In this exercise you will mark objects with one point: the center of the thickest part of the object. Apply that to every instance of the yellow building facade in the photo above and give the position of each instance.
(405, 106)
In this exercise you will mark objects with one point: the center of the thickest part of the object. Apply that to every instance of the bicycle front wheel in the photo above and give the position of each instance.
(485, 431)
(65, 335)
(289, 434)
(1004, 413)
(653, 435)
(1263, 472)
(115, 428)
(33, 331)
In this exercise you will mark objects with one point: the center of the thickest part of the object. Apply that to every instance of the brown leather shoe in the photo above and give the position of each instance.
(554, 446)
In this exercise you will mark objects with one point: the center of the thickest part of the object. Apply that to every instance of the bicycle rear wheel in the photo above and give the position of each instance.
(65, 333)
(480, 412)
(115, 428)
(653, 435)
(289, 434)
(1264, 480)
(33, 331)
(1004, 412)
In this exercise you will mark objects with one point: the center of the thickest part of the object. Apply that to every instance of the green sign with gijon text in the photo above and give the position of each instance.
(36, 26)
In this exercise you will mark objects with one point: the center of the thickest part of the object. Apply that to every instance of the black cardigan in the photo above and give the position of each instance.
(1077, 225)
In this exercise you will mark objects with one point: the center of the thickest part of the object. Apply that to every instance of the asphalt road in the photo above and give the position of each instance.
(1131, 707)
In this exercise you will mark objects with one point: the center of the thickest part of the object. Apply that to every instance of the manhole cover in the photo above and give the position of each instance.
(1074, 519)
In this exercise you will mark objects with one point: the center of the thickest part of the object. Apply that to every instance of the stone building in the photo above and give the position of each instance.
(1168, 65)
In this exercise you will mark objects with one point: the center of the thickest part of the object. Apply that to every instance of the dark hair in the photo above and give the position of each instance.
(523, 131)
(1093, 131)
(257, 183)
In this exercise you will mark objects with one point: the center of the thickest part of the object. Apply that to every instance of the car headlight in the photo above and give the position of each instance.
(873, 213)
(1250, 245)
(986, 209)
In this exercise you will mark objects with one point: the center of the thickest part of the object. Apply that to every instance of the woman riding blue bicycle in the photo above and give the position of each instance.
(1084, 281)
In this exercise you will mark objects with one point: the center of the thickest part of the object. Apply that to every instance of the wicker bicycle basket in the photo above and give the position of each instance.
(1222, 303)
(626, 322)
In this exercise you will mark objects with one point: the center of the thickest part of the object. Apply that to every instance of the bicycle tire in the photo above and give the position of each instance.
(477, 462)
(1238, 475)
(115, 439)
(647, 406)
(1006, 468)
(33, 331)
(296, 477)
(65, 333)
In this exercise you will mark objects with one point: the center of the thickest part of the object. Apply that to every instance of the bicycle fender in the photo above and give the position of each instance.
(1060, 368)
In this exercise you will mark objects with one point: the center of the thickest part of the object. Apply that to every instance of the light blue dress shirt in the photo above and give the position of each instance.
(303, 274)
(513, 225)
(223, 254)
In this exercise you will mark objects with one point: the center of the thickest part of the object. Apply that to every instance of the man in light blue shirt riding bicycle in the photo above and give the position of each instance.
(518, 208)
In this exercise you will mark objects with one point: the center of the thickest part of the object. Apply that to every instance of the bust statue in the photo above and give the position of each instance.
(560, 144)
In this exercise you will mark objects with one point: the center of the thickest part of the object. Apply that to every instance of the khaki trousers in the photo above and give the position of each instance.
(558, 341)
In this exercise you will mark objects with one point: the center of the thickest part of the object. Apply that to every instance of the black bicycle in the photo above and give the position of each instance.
◆ ◆ ◆ ◆ ◆ ◆ ◆
From the listing above, extract all records word for word.

In this exercise you will mark objects with one point: the center of the thickest part of the object. Apply that to every instance of the yellow building facade in the photo above and give the position of each instance.
(405, 106)
In this exercise you will mark objects with one point: the center of the thickest part of the object. Apply that to every instance of the bicycle front wheel in the photo above and give the position of each instance.
(485, 431)
(65, 335)
(289, 434)
(1004, 413)
(653, 435)
(1263, 472)
(115, 428)
(33, 331)
In this exercise you will mark objects with one point: the center of the thickest part of the object. Apply that to every instance of the brown leather shoe in the photo above and give the position of each instance.
(554, 446)
In this exercise you will mark objects with one point: the center of the thickest part of the object. Apply that to every instance of the bicycle rear wheel in the photo above and give the position of each instance.
(65, 333)
(480, 412)
(115, 428)
(653, 435)
(289, 434)
(1264, 480)
(33, 331)
(1004, 412)
In this exercise you will mark objects with one point: the center of the thickest part of the object. Apply that to every instance of the green sign with gijon text in the photo above and give the position of each instance.
(36, 26)
In this exercise you will mark objects with one point: the center of the thickest part of the object. Apply that to every instance of the black cardigan in the photo above and give the position of each instance.
(1077, 225)
In this exercise you will mark objects with one point: the center of the thickest part of the object. Apply that to every instance of the asphalt road in the photo above and give the position of each instance.
(1131, 707)
In this exercise you will mark objects with one point: the center of the thickest part of the object. Apply that to every instance of the manhole cover in the photo above and give the position of each instance.
(1074, 519)
In this exercise you will mark objects with one point: the center of the thickest part of the object. Apply that to every instance of the stone building in the photo above and give the position of each instance.
(1168, 65)
In this exercise you will mark objects with one point: the center of the thickest part of the object. Apply that to every instance of the dark hair in the photo above and give the position of each instance.
(523, 131)
(1093, 131)
(257, 183)
In this exercise you will mark objects with one point: the center of the thickest part of the object. Apply that to every instance of the car headlight in the photo above and give the position of each instance.
(873, 213)
(1250, 245)
(986, 209)
In this exercise you will mark objects with one point: the center of the thickest part of the object. Apply that to every instance of the woman riding blue bicycle in the photo above and give the position of each instance.
(1084, 281)
In this exercise you will mark objects with one point: the center of the thickest part of the object. Apply that to every instance of the wicker bicycle basket in the photo above and give the position of each instance.
(1222, 303)
(626, 322)
In this exercise you will mark objects with one point: the center of the thickest part of the object. Apply that to every instance of the bicycle tire in the photo above and give the position of each instance.
(477, 462)
(1238, 475)
(115, 439)
(647, 406)
(1006, 468)
(33, 331)
(296, 477)
(65, 333)
In this exercise you will mark objects with one point: the center of the thickest part of the object. Apply that to every instance of the bicycle fender in the photo above and give the position of each instance.
(1060, 368)
In this exercise you will mark objects with one point: the center of the thickest part of the object. Apply that to every instance of the light blue dress shirt in the photo above and give the position of each instance.
(303, 274)
(513, 225)
(223, 254)
In this exercise you will mark objects with one point: the center of the thickest part of the object. Apply that to every instance of the man in light blue shirt riding bicycle in the photo above and give the position of each instance.
(518, 208)
In this exercise you will mark objects with one point: the center of the thickest part of the object. Apply that to every instance of the bust statue in the photo above and give the position of each instance.
(560, 144)
In this exercise you will mark objects with one point: the center of the thickest part of the object. Apply that to every instance of the khaki trousers in the photo above and give the position of each instance.
(558, 341)
In this exercise you will mark objects with one point: the center of the thickest part of the object. Apply that to every instance of the black bicycle in the photo above and give the position of each instance.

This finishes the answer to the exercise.